START RECORDS FOR THE TASK
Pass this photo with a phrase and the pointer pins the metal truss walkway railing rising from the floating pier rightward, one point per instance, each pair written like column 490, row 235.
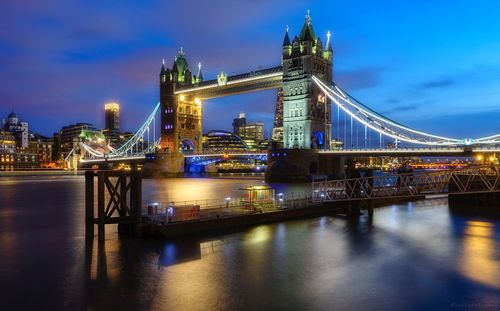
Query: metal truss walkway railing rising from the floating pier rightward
column 465, row 180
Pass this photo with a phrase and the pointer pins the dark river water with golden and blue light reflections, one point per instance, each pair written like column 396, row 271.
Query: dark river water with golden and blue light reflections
column 413, row 256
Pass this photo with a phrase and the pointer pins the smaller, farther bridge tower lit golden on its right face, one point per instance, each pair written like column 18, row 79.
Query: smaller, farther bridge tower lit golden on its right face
column 180, row 114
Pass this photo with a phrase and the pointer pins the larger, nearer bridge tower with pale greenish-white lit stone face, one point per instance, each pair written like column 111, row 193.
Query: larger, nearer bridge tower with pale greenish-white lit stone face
column 306, row 111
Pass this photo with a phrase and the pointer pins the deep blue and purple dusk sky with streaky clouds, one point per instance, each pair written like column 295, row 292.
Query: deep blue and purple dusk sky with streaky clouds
column 432, row 65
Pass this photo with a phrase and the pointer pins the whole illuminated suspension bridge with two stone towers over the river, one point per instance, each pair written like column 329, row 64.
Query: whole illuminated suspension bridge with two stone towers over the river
column 304, row 115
END RECORDS FOR THE TASK
- **AIM OF THE TASK**
Everything in the records above should be printed exactly, apart from the pictures.

- **SOLUTION FOR THIS PROBLEM**
Pass this photo with a phrase and the pointer pins the metal truss walkway railing rising from the floating pier rightward, one point per instance, each pair written like column 490, row 235.
Query: metal truss walkway railing rising from the floating pier rightward
column 465, row 180
Pass this photo with a phrase and the pointer pins the dark river water with golden and blue light reflections, one point per instance, each pair written like column 396, row 271.
Query: dark river water with golden and blue light reflections
column 413, row 256
Pass this photo with a phrase and the pointer pins the smaller, farther bridge tower lit golden on its right face, one point per instance, each pair written like column 18, row 79.
Query: smaller, farther bridge tower lit golden on its right face
column 180, row 114
Pass this photo with a phrase and the pointer pins the larger, nearer bridge tower with pale greenish-white lit stone face, one point per instance, each pair written like column 111, row 193.
Query: larger, nearer bridge tower with pale greenish-white lit stone face
column 306, row 111
Pass this photo with a phrase and the pointer pins the deep blue and purple dusk sky with streaky clouds, one point per instance, each pair written like column 295, row 292.
Query: deep blue and purple dusk sky with streaky clouds
column 432, row 65
Pass this photo with a phrase and the pointer pins the whole illuminated suspension bridge with two stone towers over the river, one point per instance, each pair written like column 329, row 64.
Query: whole illuminated suspension bridge with two stone towers over the river
column 304, row 115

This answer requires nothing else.